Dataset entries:
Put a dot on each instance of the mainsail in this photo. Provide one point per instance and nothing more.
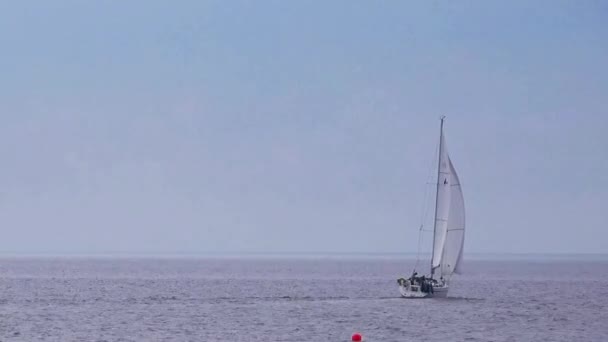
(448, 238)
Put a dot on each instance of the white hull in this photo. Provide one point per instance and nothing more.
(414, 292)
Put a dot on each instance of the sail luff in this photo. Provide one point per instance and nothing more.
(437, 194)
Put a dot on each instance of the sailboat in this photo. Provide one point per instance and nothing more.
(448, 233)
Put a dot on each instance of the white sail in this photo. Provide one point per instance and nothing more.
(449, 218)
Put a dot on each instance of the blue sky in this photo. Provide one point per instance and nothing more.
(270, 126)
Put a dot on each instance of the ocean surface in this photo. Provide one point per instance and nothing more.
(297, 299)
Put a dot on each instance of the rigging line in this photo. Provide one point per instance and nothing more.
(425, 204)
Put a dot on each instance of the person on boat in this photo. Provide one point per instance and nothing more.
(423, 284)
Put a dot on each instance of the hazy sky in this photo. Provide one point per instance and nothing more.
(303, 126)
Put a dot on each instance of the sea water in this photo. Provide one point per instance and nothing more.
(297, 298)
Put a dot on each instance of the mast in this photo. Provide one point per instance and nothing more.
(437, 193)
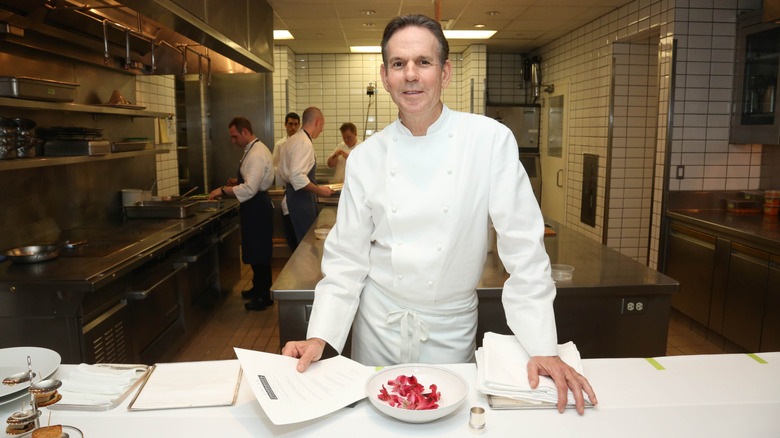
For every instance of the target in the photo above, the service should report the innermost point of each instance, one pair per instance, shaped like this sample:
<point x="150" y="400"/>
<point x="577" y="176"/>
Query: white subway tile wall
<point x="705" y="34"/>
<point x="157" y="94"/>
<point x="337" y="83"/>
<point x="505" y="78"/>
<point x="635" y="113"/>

**Given request**. Rewrite the whole listing, substituting "image" for every occurrence of "photo" and leaving everything else unchanged. Leave the pictures out.

**Reply to the task**.
Put a dot on each instance of the mainsail in this image. Provide one point per instance and nothing more.
(448, 238)
Put a dot on each instance of the white hull in this image. Provide one point per instance and nothing more.
(414, 292)
Put a dot on each instance of the sail luff in this image. Provide one point per instance and nothing more.
(437, 194)
Put a dot on each instance of the sailboat in this image. Provide one point per instance and nothing more.
(448, 233)
Put a dot on each instance of the white sail in this image. Provide one point per instance and nothing more.
(449, 218)
Put a dot on each instance of the blue sky in this image. Provide one point per instance and nothing more.
(270, 126)
Put a dot on each instance of the ocean surface in this image. Provide one point per instance and nothing more.
(297, 299)
Put a dot on each instance of the rigging line in this image. Provide one point per instance and nothing more.
(425, 204)
Put a dot on each instance of the person on boat in this image. Provide one point per instance and nothing more.
(423, 284)
Put a dot on each instance of the hazy sky in this image. Provide one point per instance and nothing more.
(303, 126)
Put a dot on each instance of the sea water in this image. Provide one point per instance and nothing more.
(297, 298)
Put a dot on each instance of the mast in this image. Provide one point per instance and nothing more.
(437, 193)
For every instance of the target in the image above, the service should report the innermost point of each instance, one pair per instance, shaped like this sample:
<point x="150" y="400"/>
<point x="577" y="176"/>
Query: white subway tile wall
<point x="705" y="34"/>
<point x="157" y="94"/>
<point x="337" y="83"/>
<point x="505" y="78"/>
<point x="635" y="113"/>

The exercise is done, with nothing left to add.